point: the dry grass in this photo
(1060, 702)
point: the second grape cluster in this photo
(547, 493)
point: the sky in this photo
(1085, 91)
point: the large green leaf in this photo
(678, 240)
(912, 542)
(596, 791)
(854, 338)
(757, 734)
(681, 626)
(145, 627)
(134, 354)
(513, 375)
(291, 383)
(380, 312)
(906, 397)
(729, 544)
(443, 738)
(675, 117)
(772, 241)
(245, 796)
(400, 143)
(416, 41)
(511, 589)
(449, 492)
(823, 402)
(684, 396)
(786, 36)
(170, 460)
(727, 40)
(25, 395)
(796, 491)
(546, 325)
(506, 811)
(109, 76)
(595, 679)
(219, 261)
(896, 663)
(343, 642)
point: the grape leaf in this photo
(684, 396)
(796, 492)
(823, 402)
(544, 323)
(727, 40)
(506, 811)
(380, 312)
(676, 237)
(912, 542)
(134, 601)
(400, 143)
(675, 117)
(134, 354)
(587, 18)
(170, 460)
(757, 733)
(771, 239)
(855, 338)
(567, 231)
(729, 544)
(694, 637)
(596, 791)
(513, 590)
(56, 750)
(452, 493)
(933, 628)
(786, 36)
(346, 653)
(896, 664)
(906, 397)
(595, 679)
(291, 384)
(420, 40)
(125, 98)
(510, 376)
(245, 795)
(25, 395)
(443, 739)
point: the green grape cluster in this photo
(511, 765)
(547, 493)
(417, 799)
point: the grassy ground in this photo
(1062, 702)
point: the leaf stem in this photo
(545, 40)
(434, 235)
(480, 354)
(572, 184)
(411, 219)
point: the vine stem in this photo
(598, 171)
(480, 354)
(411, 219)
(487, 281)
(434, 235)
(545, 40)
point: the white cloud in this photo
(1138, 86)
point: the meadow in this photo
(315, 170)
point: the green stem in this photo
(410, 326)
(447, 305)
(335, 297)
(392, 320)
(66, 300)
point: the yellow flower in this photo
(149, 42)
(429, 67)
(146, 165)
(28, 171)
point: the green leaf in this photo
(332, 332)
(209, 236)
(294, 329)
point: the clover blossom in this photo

■ ■ ■ ■ ■ ■ ■

### WHAT THE TASK ASKS
Each line above must be retyped exactly in the response.

### RESPONSE AREA
point: the dry grass in this photo
(1060, 702)
point: the second grape cluster in this photo
(547, 493)
point: the sky in this photo
(1085, 91)
point: the large green leaf in this photo
(678, 240)
(912, 542)
(596, 791)
(854, 338)
(757, 734)
(681, 626)
(145, 627)
(134, 354)
(513, 375)
(291, 383)
(380, 312)
(906, 397)
(729, 544)
(443, 738)
(675, 117)
(772, 241)
(245, 796)
(400, 143)
(416, 41)
(511, 589)
(449, 492)
(823, 402)
(684, 396)
(786, 36)
(170, 460)
(727, 40)
(25, 395)
(796, 491)
(546, 325)
(506, 811)
(109, 76)
(595, 679)
(219, 261)
(896, 663)
(343, 642)
point: the grape leaf in this photo
(684, 396)
(796, 492)
(823, 402)
(544, 323)
(727, 40)
(506, 811)
(380, 312)
(676, 237)
(912, 542)
(134, 601)
(400, 143)
(675, 117)
(134, 354)
(587, 18)
(170, 460)
(757, 733)
(771, 239)
(855, 338)
(567, 231)
(729, 544)
(694, 637)
(596, 791)
(513, 590)
(56, 750)
(452, 493)
(933, 628)
(786, 36)
(346, 653)
(896, 664)
(906, 397)
(595, 679)
(291, 384)
(420, 40)
(125, 98)
(510, 376)
(245, 795)
(25, 395)
(443, 739)
point: the green grape cluster in this photo
(511, 765)
(547, 493)
(417, 799)
point: the grassy ground in this photo
(1062, 702)
point: the leaf stem in this photo
(545, 40)
(434, 235)
(480, 354)
(572, 184)
(411, 219)
point: the vine stem in this photo
(598, 171)
(480, 354)
(411, 219)
(487, 281)
(434, 235)
(545, 40)
point: the white cloud in this photo
(1138, 86)
point: the meadow in this photo
(315, 170)
point: the green stem in this photo
(410, 326)
(447, 305)
(335, 297)
(392, 320)
(66, 300)
point: the yellow flower in this photo
(149, 42)
(429, 67)
(146, 165)
(28, 171)
point: the green leaf in this photo
(332, 332)
(209, 236)
(294, 329)
point: the clover blossom in this photo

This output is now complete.